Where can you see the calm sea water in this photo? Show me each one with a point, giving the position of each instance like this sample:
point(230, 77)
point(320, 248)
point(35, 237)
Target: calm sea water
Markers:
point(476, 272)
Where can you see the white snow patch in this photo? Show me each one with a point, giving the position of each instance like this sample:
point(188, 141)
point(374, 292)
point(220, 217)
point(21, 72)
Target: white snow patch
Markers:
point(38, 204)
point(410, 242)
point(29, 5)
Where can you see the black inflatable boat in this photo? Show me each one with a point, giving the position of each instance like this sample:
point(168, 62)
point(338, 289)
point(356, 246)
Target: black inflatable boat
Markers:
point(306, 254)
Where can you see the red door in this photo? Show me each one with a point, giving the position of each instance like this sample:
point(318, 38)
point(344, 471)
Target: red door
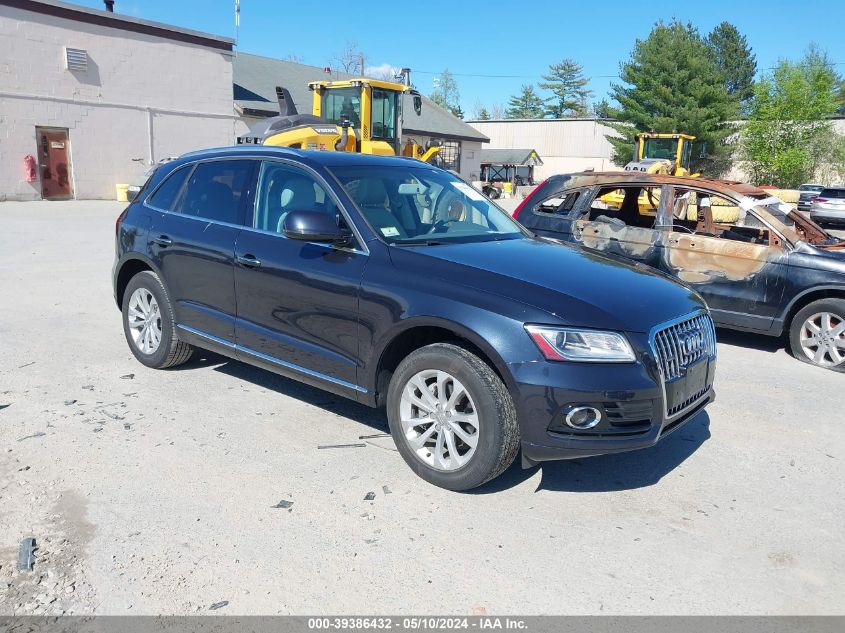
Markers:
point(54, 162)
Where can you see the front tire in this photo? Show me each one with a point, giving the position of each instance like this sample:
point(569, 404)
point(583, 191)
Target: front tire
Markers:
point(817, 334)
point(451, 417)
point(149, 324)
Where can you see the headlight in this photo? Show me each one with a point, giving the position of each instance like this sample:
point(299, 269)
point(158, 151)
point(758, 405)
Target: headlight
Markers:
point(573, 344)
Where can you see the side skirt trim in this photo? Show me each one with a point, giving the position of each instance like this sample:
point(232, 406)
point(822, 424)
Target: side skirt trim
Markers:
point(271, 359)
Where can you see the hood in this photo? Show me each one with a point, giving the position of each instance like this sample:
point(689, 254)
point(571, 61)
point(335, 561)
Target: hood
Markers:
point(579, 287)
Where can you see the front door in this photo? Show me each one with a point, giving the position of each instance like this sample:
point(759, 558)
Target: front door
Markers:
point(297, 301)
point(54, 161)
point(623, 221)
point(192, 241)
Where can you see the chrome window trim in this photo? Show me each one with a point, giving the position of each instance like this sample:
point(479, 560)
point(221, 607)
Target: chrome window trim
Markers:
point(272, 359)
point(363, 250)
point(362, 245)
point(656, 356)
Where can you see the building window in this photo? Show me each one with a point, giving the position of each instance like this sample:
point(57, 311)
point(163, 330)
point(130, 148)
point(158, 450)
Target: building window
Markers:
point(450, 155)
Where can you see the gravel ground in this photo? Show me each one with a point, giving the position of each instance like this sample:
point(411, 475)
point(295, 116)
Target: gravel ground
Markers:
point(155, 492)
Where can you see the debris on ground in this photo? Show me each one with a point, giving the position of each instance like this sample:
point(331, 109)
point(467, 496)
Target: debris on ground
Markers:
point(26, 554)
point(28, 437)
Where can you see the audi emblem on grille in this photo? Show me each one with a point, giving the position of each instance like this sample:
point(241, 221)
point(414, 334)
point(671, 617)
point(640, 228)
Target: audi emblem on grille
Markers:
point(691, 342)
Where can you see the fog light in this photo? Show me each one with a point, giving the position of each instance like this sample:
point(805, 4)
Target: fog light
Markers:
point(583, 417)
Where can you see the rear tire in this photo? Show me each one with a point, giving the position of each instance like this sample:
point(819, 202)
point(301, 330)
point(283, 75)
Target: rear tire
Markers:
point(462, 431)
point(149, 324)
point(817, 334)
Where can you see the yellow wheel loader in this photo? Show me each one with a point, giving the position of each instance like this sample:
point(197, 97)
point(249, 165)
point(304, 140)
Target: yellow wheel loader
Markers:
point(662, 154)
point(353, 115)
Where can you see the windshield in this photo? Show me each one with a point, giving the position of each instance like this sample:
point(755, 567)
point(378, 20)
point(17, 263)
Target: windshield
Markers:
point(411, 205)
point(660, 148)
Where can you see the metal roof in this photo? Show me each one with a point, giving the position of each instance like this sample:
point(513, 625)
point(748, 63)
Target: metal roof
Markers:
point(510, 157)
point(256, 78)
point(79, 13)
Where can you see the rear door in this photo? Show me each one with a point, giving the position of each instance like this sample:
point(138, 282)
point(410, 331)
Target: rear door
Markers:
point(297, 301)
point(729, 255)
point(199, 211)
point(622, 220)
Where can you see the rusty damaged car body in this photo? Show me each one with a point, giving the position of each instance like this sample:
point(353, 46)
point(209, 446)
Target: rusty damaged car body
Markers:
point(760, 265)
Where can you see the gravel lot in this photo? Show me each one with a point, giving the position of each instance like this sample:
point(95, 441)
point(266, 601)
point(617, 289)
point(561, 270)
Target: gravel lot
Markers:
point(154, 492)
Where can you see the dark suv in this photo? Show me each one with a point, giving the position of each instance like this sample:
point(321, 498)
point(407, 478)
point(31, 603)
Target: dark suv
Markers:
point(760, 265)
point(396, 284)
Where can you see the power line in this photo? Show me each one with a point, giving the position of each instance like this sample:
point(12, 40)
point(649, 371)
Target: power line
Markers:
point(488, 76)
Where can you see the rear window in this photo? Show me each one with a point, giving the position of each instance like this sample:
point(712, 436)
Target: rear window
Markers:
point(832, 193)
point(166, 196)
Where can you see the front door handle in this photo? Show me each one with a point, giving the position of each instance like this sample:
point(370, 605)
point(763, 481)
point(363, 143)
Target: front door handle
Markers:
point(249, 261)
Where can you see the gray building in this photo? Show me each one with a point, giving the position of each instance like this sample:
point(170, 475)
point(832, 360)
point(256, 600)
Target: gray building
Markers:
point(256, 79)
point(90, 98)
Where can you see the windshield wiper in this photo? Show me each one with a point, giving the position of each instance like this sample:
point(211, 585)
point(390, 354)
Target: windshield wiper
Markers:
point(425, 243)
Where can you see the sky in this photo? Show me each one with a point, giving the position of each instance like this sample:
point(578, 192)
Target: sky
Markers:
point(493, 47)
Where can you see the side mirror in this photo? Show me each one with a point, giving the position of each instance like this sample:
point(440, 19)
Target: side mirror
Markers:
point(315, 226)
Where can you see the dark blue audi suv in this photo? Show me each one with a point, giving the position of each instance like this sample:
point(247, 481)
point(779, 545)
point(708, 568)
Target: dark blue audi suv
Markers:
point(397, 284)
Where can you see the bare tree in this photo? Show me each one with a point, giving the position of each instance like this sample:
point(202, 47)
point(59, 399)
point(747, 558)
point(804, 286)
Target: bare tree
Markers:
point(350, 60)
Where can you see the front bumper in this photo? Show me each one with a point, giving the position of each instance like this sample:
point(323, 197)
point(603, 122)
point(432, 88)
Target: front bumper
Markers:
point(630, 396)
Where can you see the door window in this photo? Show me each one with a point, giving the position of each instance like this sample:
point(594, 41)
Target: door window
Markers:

○ ○ ○ ○ ○

For this task, give the full listing again verbatim and keep out every picture.

THE ANSWER:
Where can you see the calm sea water in this photo? Show me each one with a point, giving the position of each instance like this sample:
point(230, 77)
point(320, 248)
point(35, 237)
Target: calm sea water
Markers:
point(476, 272)
Where can you see the white snow patch in this photo? Show me each one with a point, giving the position of each instance like this sample:
point(188, 141)
point(374, 292)
point(220, 217)
point(21, 72)
Target: white snow patch
Markers:
point(38, 204)
point(410, 242)
point(29, 5)
Where can you see the black inflatable boat in this photo? Show me each one with a point, giving the position of each instance like this sample:
point(168, 62)
point(338, 289)
point(356, 246)
Target: black inflatable boat
Markers:
point(306, 254)
Where can you see the red door in this photo? Show me each one with a point, giving the position of each instance like this sample:
point(318, 38)
point(344, 471)
Target: red door
Markers:
point(54, 162)
Where can you see the front tire in this photo? Show me each one with a point, giving the position of each instance like this sample:
point(569, 404)
point(583, 191)
Target: front tire
Markers:
point(817, 334)
point(451, 417)
point(149, 324)
Where can you see the headlight in this photo? Show me each one with a point, giving the position of each instance like this sample:
point(299, 269)
point(158, 151)
point(758, 405)
Target: headlight
Markers:
point(573, 344)
Where can you see the side skirt trim in this photo? Show me each one with a point, giving the position of each instance like this sample:
point(232, 406)
point(822, 424)
Target: side skirt trim
Markers:
point(271, 359)
Where can you see the hood in this photo? Show me each one with a point, giving the position of each instance like this sample:
point(689, 254)
point(571, 61)
point(335, 561)
Target: hood
Markers:
point(579, 287)
Where can you see the front door in this photo? Show me each one with a point, giving the position of each instance like this sample:
point(759, 558)
Target: front door
Markers:
point(297, 301)
point(54, 161)
point(623, 221)
point(192, 241)
Where can you see the chrome window trim in this photo? Show me each one with a point, giving the position of each instance like this sample:
point(479, 560)
point(221, 607)
Target: chrome window trim
Markers:
point(272, 359)
point(363, 250)
point(362, 245)
point(656, 356)
Where can you see the building window in this photo? Show me each one with a point, giving the position of each instance like this sample:
point(57, 311)
point(163, 330)
point(130, 148)
point(158, 450)
Target: building window
Markers:
point(450, 155)
Where can you see the gravel ground in this photo? Show me each one with a point, giving the position of each instance like this sample:
point(411, 475)
point(295, 116)
Target: gravel ground
Markers:
point(155, 492)
Where can you see the debris on ground in this photo? Show me each one with a point, giving the position of each instance like this sample:
point(331, 109)
point(467, 496)
Target: debris on ground
Markers:
point(26, 554)
point(28, 437)
Where can you see the audi emblem on grille in this photo? Show me each one with a point, giving the position of each instance like this sample:
point(241, 221)
point(414, 334)
point(671, 617)
point(640, 228)
Target: audi emblem on grille
Markers:
point(691, 342)
Where can you see the fog light in this photo? Show me each one with a point, giving the position of each instance like this sample:
point(805, 4)
Target: fog light
Markers:
point(583, 417)
Where can you see the rear tire in this photo? Show me each one with a point, giving the position of each instance like this sample:
point(819, 202)
point(301, 330)
point(283, 75)
Target: rear tire
Markers:
point(462, 431)
point(149, 324)
point(817, 334)
Where can you see the yellow wheel loader in this photo? Show me each one with a point, giving the position of each instance like this sample:
point(197, 97)
point(249, 165)
point(304, 140)
Target: yellow wheel loader
Markers:
point(662, 154)
point(353, 115)
Where can you see the windshield in this photo? Show me each one with a point, giving the position of each instance like this sample:
point(755, 567)
point(378, 20)
point(17, 263)
Target: windshield
Markers:
point(411, 205)
point(660, 148)
Where can you see the metal roof in this photo? Show me each one with a point, giving the position of each instance like this sample:
point(513, 625)
point(748, 63)
Target: metal roof
Markers:
point(510, 157)
point(256, 78)
point(79, 13)
Where can you see the rear door in this photo? Show me each one with a point, giving the position of each instance like this sample:
point(138, 282)
point(410, 331)
Target: rear door
Markers:
point(297, 301)
point(729, 255)
point(199, 211)
point(622, 220)
Where can you see the rusty damaged car body in this photo? Show me each one with a point, giving the position of each instance like this sample:
point(353, 46)
point(209, 446)
Target: rusty damaged car body
Markers:
point(760, 265)
Where can you see the gravel lot in this photo? Show me each one with a point, giving the position of each instance like this sample:
point(95, 441)
point(266, 601)
point(617, 289)
point(561, 270)
Target: gravel lot
Markers:
point(154, 492)
Where can you see the dark suv in this photo? Show me each one with a point, giving the position of each instance like this sample:
point(321, 498)
point(407, 478)
point(31, 603)
Target: dark suv
Markers:
point(760, 265)
point(396, 284)
Where can you see the power line in this photo? Show me each one with a point, giving the position of each instance like this sample:
point(12, 40)
point(649, 371)
Target: power line
Markers:
point(488, 76)
Where can you see the rear window in this photo? Show me each one with a point, giving the position of each instance like this sample:
point(712, 436)
Target: rear window
Markers:
point(832, 193)
point(166, 196)
Where can you see the front door handle in this photo? Show me each one with a point, giving the position of each instance like this sample:
point(370, 605)
point(763, 481)
point(363, 143)
Target: front door handle
Markers:
point(249, 261)
Where can you see the gray building in this photo? Show me each one with a point, giving the position of each instance like this sample:
point(170, 475)
point(832, 360)
point(256, 600)
Target: gray building
Markers:
point(256, 79)
point(90, 98)
Where can you see the windshield wiper in this photo? Show me each one with a point, giving the position of each instance like this sample:
point(211, 585)
point(390, 354)
Target: windshield wiper
Markers:
point(425, 243)
Where can you see the sky in this photo? Show me each one with a point, giving the position of each instance like this sample:
point(578, 192)
Target: sky
Markers:
point(493, 47)
Where can you see the side mirror in this photo? Show me each one with a point, giving the position of each instance like this sample:
point(440, 19)
Target: side mirror
Markers:
point(315, 226)
Where can you see the dark blue audi suv in this photo? Show me each one with a point, giving the position of each instance like this sample:
point(247, 481)
point(779, 545)
point(708, 568)
Target: dark blue audi suv
Markers:
point(397, 284)
Where can you see the bare tree in this photo? Show me each one with a point, giving the position of each instance like this sample:
point(202, 47)
point(59, 399)
point(747, 558)
point(804, 286)
Target: bare tree
Markers:
point(350, 60)
Where can you see the front bumper in this photo? Show me each one with a point, giving the position of each instance like this sample:
point(323, 197)
point(603, 122)
point(432, 88)
Target: front bumper
Markers:
point(630, 396)
Where can you see the door window in this photo? Show me each one with a point, giving the position of each instance like this sample:
point(594, 41)
Target: door window
Markers:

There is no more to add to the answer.